* PASSAGE
--

The Bishop's Easter Message 2016


"We know that Christ, being raised from the dead, will never die again; death no longer has dominion over him. The death he died, he died to sin, once for all; but the life he lives, he lives to God. So you also must consider yourselves dead to sin and alive to God in Christ Jesus." -- From Paul's Letter to the Romans (6:9-11) and the Epistle lesson at the Great Vigil of Easter
The most powerful moment of the whole year happens for me at the Great Vigil of Easter when the Celebrant bellows, "Alleluia! Christ is risen!" and the People reply even louder, "The Lord is risen indeed! Alleluia!" (The liturgy for the Great Vigil of Easter can be found in The Episcopal Church's Book of Common Prayer on pages 285-295).
We make our cry every year at Easter.  We assert the impossible.  We affirm the amazing.  We assert with Paul that death has no power. We do not need to be afraid.
The Great Vigil of Easter tells the whole story of the Christian life.

--

* Object point labels
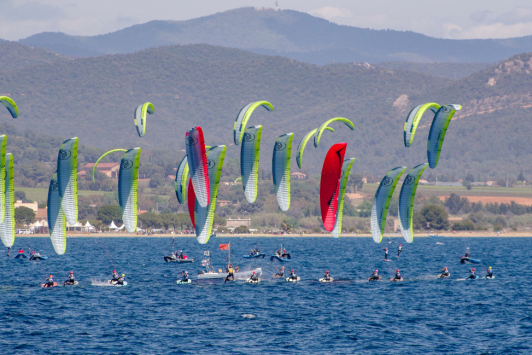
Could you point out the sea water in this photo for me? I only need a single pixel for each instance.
(154, 315)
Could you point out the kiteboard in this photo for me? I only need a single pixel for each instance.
(46, 285)
(114, 283)
(254, 256)
(326, 281)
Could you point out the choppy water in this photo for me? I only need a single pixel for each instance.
(153, 315)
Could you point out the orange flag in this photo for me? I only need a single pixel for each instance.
(224, 246)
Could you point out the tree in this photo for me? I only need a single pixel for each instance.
(108, 213)
(24, 215)
(156, 180)
(434, 215)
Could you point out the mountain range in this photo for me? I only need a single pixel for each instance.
(287, 33)
(94, 99)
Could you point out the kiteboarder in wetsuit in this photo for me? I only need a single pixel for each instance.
(254, 277)
(445, 272)
(397, 276)
(71, 279)
(375, 276)
(489, 273)
(230, 275)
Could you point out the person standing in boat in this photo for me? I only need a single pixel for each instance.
(230, 275)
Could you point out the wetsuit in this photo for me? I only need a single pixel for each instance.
(230, 275)
(50, 282)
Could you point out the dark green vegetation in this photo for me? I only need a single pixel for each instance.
(291, 34)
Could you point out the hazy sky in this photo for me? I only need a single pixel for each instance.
(448, 18)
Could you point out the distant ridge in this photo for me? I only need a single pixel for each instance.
(287, 33)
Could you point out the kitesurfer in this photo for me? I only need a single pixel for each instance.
(71, 279)
(375, 276)
(489, 273)
(50, 281)
(230, 275)
(445, 272)
(293, 275)
(254, 277)
(397, 276)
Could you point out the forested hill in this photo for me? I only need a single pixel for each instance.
(292, 34)
(94, 99)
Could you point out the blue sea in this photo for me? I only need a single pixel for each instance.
(154, 315)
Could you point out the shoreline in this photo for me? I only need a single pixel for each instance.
(394, 235)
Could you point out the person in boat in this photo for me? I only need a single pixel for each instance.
(489, 272)
(71, 279)
(50, 281)
(375, 276)
(397, 275)
(230, 274)
(254, 277)
(293, 275)
(116, 277)
(185, 277)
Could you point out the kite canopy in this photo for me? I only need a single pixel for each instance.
(181, 178)
(204, 216)
(249, 162)
(10, 105)
(321, 129)
(381, 202)
(330, 184)
(197, 163)
(413, 118)
(282, 152)
(56, 217)
(140, 115)
(243, 117)
(437, 132)
(67, 162)
(303, 143)
(406, 201)
(7, 227)
(346, 170)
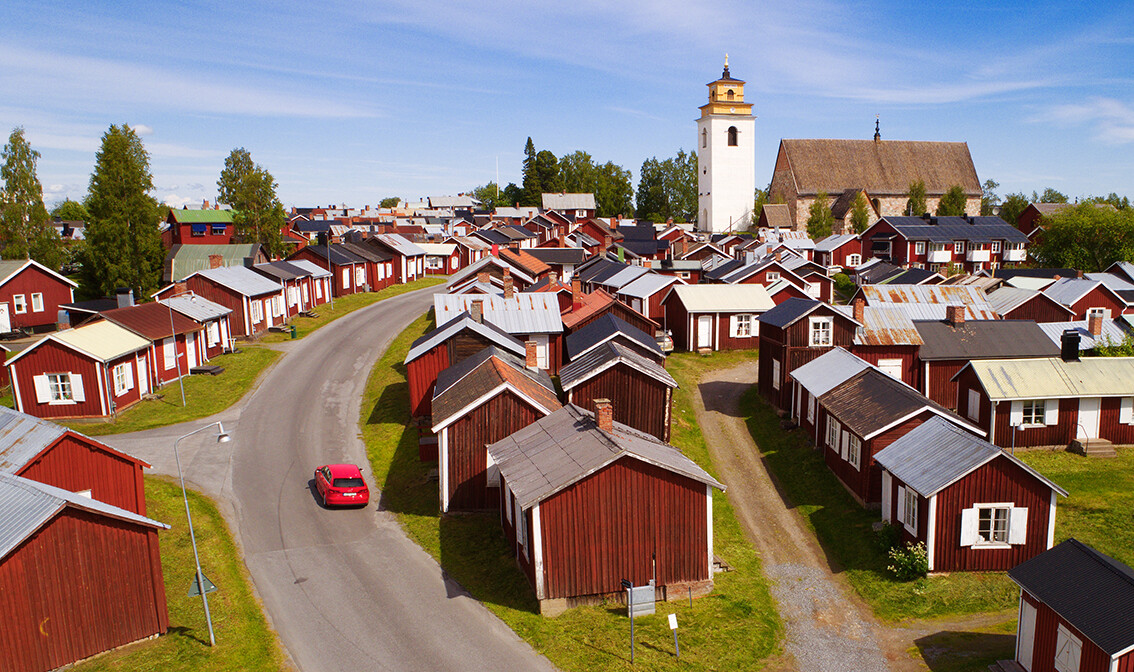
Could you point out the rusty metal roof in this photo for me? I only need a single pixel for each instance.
(1051, 377)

--

* COMPLETE THE FOLLOWING
(a) Pick out each line of the listing that includes the string "person", and copy those lines. Case counts.
(b) Extend the Bishop's Easter message from its last sentence.
The listing is unrelated to the Bishop's Easter message.

* THE REPLIES
(a)
Could you point out the person standing in boat in this photo for me? I only need a single pixel for each instance.
Could you point out the person in boat in this photo for me? I only need a single pixel for each instance.

(b)
In his book Take the Plunge: Living Baptism and Confirmation (Bloomsbury Publishing, 2012), Timothy Radcliffe (a Dominican Priest), reflects on the meaning of the new fire at the Great Vigil when he writes:
"What are our eyes opened to see? When the bonfire is lit at the beginning of the Easter Vigil, the first thing we see are human faces: faces turned towards the light; perhaps the faces of children excited to be up in the middle of the night, amused faces as the priest struggles to light the paschal candle without self-immolation, nervous faces wondering what they are doing here. There are familiar faces and the faces of strangers. It seems obvious that these are the faces of people like us, with the same dignity, subject to the same emotions, touched by the same fears and hopes. But David Bentley Hart argues that one of the extraordinary victories of Christianity, arguably anticipated in the Old Testament, was that it shone a light on the humanity of ordinary people. In the pagan world, most human beings - above all slaves, women and foreigners - were not considered to be fully human. They did not have human faces."
Gathered in the darkness, we tell death to go to hell.  We tell a world that wants to divide human beings and label them, to go to hell.  There is no room for fear and anger.  There is no need for walls to divide. Because of Christ, we know that every human being has dignity. We can truly understand that there are no outcasts in God's family.  There are no strangers if we believe we are alive to God in Christ Jesus.  It changes the way we see the world and every other human being.  We do not need to be afraid.
While I wish the Saturday night Great Vigil of Easter liturgy were the most attended service of the Church year (bigger certainly than the midnight Mass on Christmas Eve), I know Easter Sunday morning will have more folk in the pews of most of the churches.  It will be in the darkness of the night before that story will be retold, the cold tomb will be opened and new life revealed by the flickering flame of the Paschal candle. That light shines just as well in the brightness of the sun on Easter morning.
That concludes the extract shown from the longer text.